* _Task brief_
Find the line containing "I would be grateful if you could mark the city" in the material below; copy that line and all following lines exactly.

[Entries from a pointing dataset]
[Start]

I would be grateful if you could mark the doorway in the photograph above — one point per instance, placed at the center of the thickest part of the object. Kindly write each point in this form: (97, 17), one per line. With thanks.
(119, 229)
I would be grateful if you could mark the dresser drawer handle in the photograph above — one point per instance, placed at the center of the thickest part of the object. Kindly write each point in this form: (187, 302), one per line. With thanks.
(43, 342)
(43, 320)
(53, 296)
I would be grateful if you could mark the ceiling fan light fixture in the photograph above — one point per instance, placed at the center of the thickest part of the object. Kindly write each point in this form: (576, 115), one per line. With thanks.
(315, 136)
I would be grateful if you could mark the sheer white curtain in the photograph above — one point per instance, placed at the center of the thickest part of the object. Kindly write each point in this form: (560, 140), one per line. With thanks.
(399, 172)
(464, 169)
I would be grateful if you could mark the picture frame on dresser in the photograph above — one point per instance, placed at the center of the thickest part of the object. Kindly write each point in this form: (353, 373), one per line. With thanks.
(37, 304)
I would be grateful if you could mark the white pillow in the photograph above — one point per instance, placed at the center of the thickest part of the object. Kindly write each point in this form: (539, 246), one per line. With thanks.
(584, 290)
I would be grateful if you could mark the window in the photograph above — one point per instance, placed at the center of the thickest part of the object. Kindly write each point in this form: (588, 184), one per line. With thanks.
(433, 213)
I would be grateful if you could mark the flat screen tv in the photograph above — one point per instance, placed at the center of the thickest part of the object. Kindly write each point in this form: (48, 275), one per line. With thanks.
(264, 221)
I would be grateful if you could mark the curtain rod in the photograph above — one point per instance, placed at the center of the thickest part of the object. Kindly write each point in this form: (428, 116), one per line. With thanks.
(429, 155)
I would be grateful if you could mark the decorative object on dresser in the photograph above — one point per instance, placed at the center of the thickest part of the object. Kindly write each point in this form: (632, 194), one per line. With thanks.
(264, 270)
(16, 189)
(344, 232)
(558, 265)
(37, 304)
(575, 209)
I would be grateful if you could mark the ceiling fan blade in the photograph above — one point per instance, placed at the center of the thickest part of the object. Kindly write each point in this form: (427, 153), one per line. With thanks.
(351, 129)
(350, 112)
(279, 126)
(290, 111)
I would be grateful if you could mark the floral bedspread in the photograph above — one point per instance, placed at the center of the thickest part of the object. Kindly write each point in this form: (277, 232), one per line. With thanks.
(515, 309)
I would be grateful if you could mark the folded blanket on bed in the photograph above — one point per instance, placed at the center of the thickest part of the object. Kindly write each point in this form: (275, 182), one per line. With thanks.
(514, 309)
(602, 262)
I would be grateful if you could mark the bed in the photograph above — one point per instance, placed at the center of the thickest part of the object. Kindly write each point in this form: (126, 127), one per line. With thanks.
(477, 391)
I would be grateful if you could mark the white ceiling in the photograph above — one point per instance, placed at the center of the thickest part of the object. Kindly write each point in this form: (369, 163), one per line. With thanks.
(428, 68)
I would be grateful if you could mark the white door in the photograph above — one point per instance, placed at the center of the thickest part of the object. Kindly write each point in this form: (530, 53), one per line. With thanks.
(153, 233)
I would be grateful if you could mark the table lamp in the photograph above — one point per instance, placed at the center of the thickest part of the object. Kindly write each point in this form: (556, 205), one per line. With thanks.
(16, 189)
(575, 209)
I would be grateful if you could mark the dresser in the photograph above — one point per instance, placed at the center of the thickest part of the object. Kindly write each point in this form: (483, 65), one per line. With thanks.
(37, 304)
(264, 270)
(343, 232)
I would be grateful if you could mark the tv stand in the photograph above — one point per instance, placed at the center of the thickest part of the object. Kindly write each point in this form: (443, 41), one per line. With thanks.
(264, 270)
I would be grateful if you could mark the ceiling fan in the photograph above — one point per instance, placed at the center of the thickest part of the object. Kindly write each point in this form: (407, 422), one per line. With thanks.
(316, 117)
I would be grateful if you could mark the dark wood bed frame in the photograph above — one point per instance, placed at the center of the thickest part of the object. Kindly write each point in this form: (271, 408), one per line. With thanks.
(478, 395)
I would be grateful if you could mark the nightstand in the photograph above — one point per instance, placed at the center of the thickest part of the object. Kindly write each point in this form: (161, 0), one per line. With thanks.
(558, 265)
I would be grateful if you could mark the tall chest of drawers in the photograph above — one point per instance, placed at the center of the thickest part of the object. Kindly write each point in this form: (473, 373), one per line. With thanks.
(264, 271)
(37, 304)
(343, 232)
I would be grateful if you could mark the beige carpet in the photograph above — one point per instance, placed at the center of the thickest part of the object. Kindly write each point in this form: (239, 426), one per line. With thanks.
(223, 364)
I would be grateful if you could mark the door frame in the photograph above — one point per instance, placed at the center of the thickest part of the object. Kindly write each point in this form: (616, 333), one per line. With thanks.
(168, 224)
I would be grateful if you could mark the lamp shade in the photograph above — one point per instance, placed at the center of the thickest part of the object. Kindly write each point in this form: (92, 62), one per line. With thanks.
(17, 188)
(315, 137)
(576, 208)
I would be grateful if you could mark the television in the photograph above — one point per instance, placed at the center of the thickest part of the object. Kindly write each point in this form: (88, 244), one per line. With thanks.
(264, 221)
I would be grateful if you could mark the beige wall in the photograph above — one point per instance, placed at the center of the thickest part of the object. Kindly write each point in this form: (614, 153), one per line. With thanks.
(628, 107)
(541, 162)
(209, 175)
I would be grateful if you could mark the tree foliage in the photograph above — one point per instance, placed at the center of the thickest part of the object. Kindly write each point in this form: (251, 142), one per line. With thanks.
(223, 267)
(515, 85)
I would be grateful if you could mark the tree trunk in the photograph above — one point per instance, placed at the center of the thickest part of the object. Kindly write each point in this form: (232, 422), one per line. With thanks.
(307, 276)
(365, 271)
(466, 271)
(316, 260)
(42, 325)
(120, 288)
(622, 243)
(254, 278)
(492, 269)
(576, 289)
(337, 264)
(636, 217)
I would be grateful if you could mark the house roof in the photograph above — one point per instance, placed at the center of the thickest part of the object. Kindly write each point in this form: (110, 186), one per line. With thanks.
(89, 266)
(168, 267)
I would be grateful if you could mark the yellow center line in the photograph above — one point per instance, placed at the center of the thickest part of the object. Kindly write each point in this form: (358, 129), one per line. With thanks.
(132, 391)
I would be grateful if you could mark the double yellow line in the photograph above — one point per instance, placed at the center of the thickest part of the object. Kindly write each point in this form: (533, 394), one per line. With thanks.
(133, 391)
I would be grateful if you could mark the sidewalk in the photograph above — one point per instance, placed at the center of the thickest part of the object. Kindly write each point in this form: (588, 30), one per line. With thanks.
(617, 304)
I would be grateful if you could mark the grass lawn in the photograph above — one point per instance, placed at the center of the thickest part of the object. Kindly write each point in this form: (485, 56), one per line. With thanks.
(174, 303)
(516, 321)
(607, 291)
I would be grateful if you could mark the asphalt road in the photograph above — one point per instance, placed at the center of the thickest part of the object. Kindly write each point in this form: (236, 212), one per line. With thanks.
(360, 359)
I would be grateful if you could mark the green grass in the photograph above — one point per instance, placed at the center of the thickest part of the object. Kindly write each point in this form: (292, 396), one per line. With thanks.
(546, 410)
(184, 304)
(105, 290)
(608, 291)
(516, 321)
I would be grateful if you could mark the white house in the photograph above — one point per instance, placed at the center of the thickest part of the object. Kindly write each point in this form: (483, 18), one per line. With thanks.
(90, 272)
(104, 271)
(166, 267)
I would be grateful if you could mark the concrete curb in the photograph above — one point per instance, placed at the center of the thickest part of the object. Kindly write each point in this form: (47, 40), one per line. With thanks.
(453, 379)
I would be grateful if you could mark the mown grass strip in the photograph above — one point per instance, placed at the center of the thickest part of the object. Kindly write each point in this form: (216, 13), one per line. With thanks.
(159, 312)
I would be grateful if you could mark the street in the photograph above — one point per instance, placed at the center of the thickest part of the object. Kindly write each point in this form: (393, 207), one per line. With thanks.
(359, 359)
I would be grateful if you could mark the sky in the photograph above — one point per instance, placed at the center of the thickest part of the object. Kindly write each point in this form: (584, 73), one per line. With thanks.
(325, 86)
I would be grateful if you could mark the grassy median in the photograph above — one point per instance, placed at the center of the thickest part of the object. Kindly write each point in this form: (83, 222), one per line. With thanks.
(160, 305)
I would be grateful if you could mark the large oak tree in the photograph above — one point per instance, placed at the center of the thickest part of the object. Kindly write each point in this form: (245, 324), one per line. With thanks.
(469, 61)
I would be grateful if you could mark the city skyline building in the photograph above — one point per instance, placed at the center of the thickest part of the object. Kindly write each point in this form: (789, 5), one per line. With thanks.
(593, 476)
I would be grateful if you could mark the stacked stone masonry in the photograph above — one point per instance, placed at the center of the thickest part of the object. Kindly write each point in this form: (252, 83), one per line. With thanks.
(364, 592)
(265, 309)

[End]

* _Output below_
I would be grateful if you could mark the city skyline building in the photograph above — one point per instance, placed at the center of the thickest part of the object. Kindly write each point in this form: (789, 5), one per line. With thanks.
(593, 476)
I would be grateful if you could mark the stacked stone masonry in the photograph above — one point per instance, placed at the center of the thickest part of the object. Kindly write each point in this form: (252, 83), one per line. With thanks.
(364, 592)
(265, 309)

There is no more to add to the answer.